> [PASSAGE TO READ]
Horses were introduced to the Olympics in 680 BC in the form of the chariot race event. A previous post detailed the equestrian win of Kyniska of Sparta.

Equestrian Events and the Olympics

Horses were introduced to the Olympics in 680 BC in the form of the chariot race event. A previous post detailed the equestrian win of Kyniska of Sparta. She owned the horse team that won the chariot race in 396 BC and 392 BC, making her the first victorious female Olympian. Modern Olympics saw equestrian events introduced involving military men, but the events were later opened to civilians and women. There are three categories of equestrian events at the modern Olympics.

Dressage is considered to be the artistic discipline and showcases highly trained horses. These skills date back to ancient Greece, when high degrees of training were required for success in battle, allowing horses to move side-to-side, change direction quickly and commit other acts on command. Dressage was revitalized during the Renaissance. It appeared at the 1900 Paris Games and has been a part of each Summer Olympics since the 1912 Stockholm Games. Competition was limited to male officers until 1948. Women and civilian men have been allowed to compete since the 1952 Helsinki Games. In 1996 the freestyle event (set to music) was introduced and has proved very popular. Jumping developed out of necessity. After fences were erected in fields in the English countryside, foxhunters needed horses capable of leaping over the rails. Eventing combines elements of dressage, cross country and jumping. It served as the basis for cavalry military training in many countries. Eventing is considered the most demanding of the equestrian disciplines. Women first competed in eventing in 1964 at the Tokyo Games.

> [AVAILABLE RECORDS]
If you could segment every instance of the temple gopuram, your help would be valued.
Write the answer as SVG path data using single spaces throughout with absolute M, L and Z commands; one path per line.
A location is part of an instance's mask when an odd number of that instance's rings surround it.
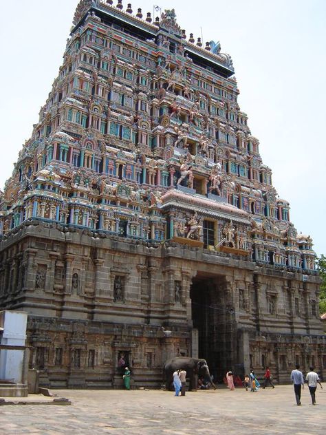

--

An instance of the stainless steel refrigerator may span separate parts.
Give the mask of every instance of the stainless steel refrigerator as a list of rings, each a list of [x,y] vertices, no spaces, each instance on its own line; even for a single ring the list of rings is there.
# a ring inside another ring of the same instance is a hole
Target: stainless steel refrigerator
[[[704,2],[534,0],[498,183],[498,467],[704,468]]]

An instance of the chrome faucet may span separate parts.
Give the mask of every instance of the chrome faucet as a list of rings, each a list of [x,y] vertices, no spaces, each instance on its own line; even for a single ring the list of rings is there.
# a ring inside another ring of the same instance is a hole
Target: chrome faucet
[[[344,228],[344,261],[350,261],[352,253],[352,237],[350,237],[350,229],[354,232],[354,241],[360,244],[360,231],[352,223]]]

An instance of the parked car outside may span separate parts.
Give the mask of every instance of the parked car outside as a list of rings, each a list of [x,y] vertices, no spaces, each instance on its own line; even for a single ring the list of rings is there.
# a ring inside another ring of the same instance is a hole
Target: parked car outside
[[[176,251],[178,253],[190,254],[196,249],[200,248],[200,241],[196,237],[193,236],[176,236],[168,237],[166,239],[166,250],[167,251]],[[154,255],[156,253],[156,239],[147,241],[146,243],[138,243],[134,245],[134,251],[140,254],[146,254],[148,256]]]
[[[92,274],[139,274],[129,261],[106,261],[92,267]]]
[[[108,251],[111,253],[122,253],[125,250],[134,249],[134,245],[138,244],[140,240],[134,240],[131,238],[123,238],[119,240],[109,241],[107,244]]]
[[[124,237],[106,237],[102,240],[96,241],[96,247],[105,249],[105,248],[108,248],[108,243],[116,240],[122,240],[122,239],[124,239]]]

> [REQUIREMENTS]
a – Copy the stretch of the Olympic equestrian text from "Equestrian Events and" through "the modern Olympics." word for word.
b – Repeat word for word the stretch of the entries from the line containing "If you could" through the line containing "A location is".
The entries have nothing to do with the text about equestrian events at the Olympics.

> [OUTPUTS FOR THE TASKS]
a –
Equestrian Events and the Olympics

Horses were introduced to the Olympics in 680 BC in the form of the chariot race event. A previous post detailed the equestrian win of Kyniska of Sparta. She owned the horse team that won the chariot race in 396 BC and 392 BC, making her the first victorious female Olympian. Modern Olympics saw equestrian events introduced involving military men, but the events were later opened to civilians and women. There are three categories of equestrian events at the modern Olympics.

b –
If you could segment every instance of the temple gopuram, your help would be valued.
Write the answer as SVG path data using single spaces throughout with absolute M, L and Z commands; one path per line.
A location is part of an instance's mask when an odd number of that instance's rings surround it.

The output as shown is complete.